IN TODAY’S highly turbulent world, the new rule is that there are no permanent rules.  The 21st century world is volatile, unpredictable and ambiguous. In such an environment, adaptability, creativity and speed are the pathways to survival and success.  Organizations,  therefore need to be constantly self-transforming, even to the extent of creating new rules for effectiveness and success.

Predicting the future has become irrelevant in a rapidly-changing and chaotic environment,   Instead, pre-paring the organization to be able to adapt & respond to unpredictable and random events is the key to survival and sustainable growth.  Preparing the organization for an uncertain future entails making decisions today for consequences of unforeseeable events. This is especially true for successful business enterprises which are most imperiled by the complacency & arrogance which success often breeds. Rapid growth also brings special dangers, one of which is getting blinded by the obsession of more growth. This over-focus on growth, as exemplified in the Toyota fiasco a couple of years ago, can bring about disastrous results.  In the case of Toyota, the obsession  of becoming the biggest car manufacturer in the world has blinded its management  from paying attention to its customers, its processes and its quality philosophy.  In other words, its internal capabilities fell short of supporting its ambitious goals.


Organization Development (OD) is a philosophy and the strategy of harnessing organizational purpose, processes and people to develop the   internal capabilities required to sustain the value creation processes of the enterprise amidst the realities of constant changes.

This view of OD, has been initially advocated by Richard Beckhard, considered a founding guru of the OD discipline.  He defines OD as planned organization-wide & top managed effort to increase organization effectiveness & health through planned interventions in the organization’s processes, using behavioral science knowledge (Strategies and Models, 1969).


The purpose of this overview is to update Beckhard’s definition and present OD as a strategic approach to dealing with organizational effectiveness in today’s “flat and fast-laned world.

Where is OD today?

REQUIREMENTS:
Please carry on the text about Organization Development from the point where it stops, picking up after its final line.

RECORDS SHOWN:
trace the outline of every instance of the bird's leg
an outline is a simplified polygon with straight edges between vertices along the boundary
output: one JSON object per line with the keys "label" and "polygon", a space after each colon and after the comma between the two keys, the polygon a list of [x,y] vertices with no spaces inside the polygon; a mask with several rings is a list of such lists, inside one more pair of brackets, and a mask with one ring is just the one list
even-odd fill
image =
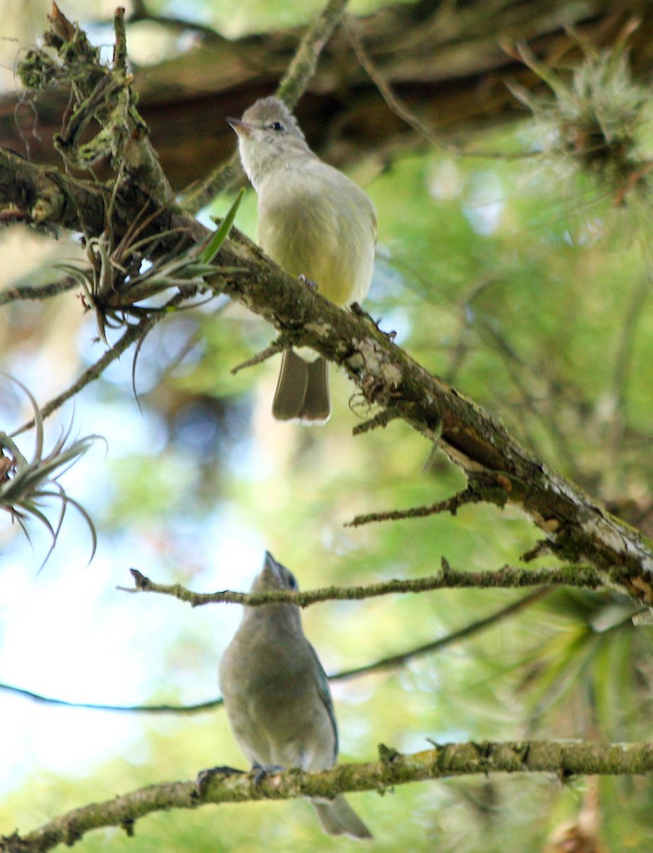
{"label": "bird's leg", "polygon": [[280,764],[259,764],[257,762],[251,765],[250,772],[254,776],[254,784],[260,785],[266,776],[274,776],[276,773],[283,773],[285,769]]}
{"label": "bird's leg", "polygon": [[309,290],[317,290],[317,282],[307,278],[303,273],[301,276],[298,276],[297,280],[300,284],[305,284]]}
{"label": "bird's leg", "polygon": [[199,794],[203,793],[206,786],[214,776],[235,776],[245,774],[245,770],[238,770],[235,767],[227,767],[221,764],[219,767],[210,767],[207,770],[200,770],[197,775],[197,788]]}

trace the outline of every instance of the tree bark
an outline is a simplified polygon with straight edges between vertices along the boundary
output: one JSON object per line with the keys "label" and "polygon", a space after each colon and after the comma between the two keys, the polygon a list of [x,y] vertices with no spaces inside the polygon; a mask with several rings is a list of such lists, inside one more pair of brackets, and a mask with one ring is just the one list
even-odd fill
{"label": "tree bark", "polygon": [[[516,58],[516,42],[555,64],[581,50],[565,30],[596,48],[614,44],[627,22],[640,20],[628,44],[636,77],[650,67],[653,0],[470,0],[449,6],[421,3],[390,6],[357,19],[366,52],[423,122],[449,140],[523,115],[506,80],[537,85]],[[303,29],[247,36],[234,42],[205,38],[199,47],[159,66],[136,69],[139,110],[175,189],[201,180],[234,149],[225,116],[240,115],[271,94],[292,59]],[[128,36],[129,38],[129,36]],[[0,147],[60,165],[49,144],[67,102],[61,89],[33,104],[0,101]],[[374,157],[389,162],[402,150],[426,144],[380,97],[340,27],[323,52],[317,74],[298,105],[310,145],[341,167]]]}

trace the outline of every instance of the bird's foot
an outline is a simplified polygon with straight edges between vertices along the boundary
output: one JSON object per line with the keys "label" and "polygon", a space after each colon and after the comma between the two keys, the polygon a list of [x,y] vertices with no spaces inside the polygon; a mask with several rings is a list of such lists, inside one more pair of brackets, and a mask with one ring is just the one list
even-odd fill
{"label": "bird's foot", "polygon": [[245,770],[238,770],[235,767],[227,767],[225,764],[221,764],[219,767],[210,767],[207,770],[200,770],[197,775],[196,781],[199,796],[201,797],[204,793],[206,786],[214,776],[235,776],[239,774],[244,775]]}
{"label": "bird's foot", "polygon": [[309,290],[317,290],[317,283],[307,278],[303,273],[301,276],[298,276],[297,280],[300,284],[305,284]]}
{"label": "bird's foot", "polygon": [[286,769],[280,764],[253,764],[251,774],[254,777],[254,785],[260,785],[266,776],[274,776],[277,773],[283,773]]}

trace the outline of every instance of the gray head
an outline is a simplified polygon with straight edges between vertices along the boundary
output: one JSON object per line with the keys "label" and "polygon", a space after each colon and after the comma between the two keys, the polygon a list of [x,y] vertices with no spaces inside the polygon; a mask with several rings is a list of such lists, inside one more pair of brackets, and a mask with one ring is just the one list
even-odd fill
{"label": "gray head", "polygon": [[240,160],[247,177],[258,189],[262,182],[289,160],[314,157],[297,119],[279,98],[259,98],[242,119],[228,119],[238,134]]}
{"label": "gray head", "polygon": [[251,592],[269,592],[272,589],[288,589],[297,592],[299,586],[292,572],[278,563],[269,551],[266,551],[263,570],[254,578]]}

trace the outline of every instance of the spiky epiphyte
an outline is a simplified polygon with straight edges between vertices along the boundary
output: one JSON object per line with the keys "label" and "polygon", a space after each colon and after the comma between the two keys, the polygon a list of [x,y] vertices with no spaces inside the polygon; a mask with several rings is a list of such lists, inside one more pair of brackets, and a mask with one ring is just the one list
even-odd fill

ANSWER BELOW:
Organization development as a practice has been successful as evidenced by the widespread adoption of its values, principles and interventions. In fact, today, many OD practices are considered part of mainstream management practice.  Take for instance, employee opinion and engagement surveys which came out of early OD innovations on feedback and problem solving, or team-building as ways to improve decision making and group cohesion or leadership development and coaching.  Change Management, one of the early domains of classical OD, has been co-opted by large consulting firms, often without the traditional OD focus on participation and capacity building. In their world, traditional management consultancy firms have dressed up project management and labeled it as change management and OD.  Many HR practitioners have also used OD tools as valuable adds to their toolkits and in the process, have positioned OD as a set of tactical interventions for organizational improvement.  Consider the following definition of OD:  “OD, or if you prefer, organizational improvement, is a planned effort to help people work and live together more effectively and productively in their organization” (Hanson & Lubin, 2000)

While these foregoing developments can be considered as part of the OD success story, they may detract from the potential power of OD as a philosophy & strategic approach to overall business success.

The content of OD interventions have shifted through the years, from a small group effectiveness focus to organizational effectiveness and today towards aligning organizational capabilities with business goals andstrategies. Amidst all of these intervention shifts, what has remained constant  in the  OD practice are the underlying values which triggered the birth of OD. These core values have remained constant and represent the hallmarks of real OD work.  These values include belief in the dignity and potential of the individual, the value of participation and involvement in making effective decisions, the power of small group effectiveness and the improvement of social processes of human interactions, leadership & team behaviors.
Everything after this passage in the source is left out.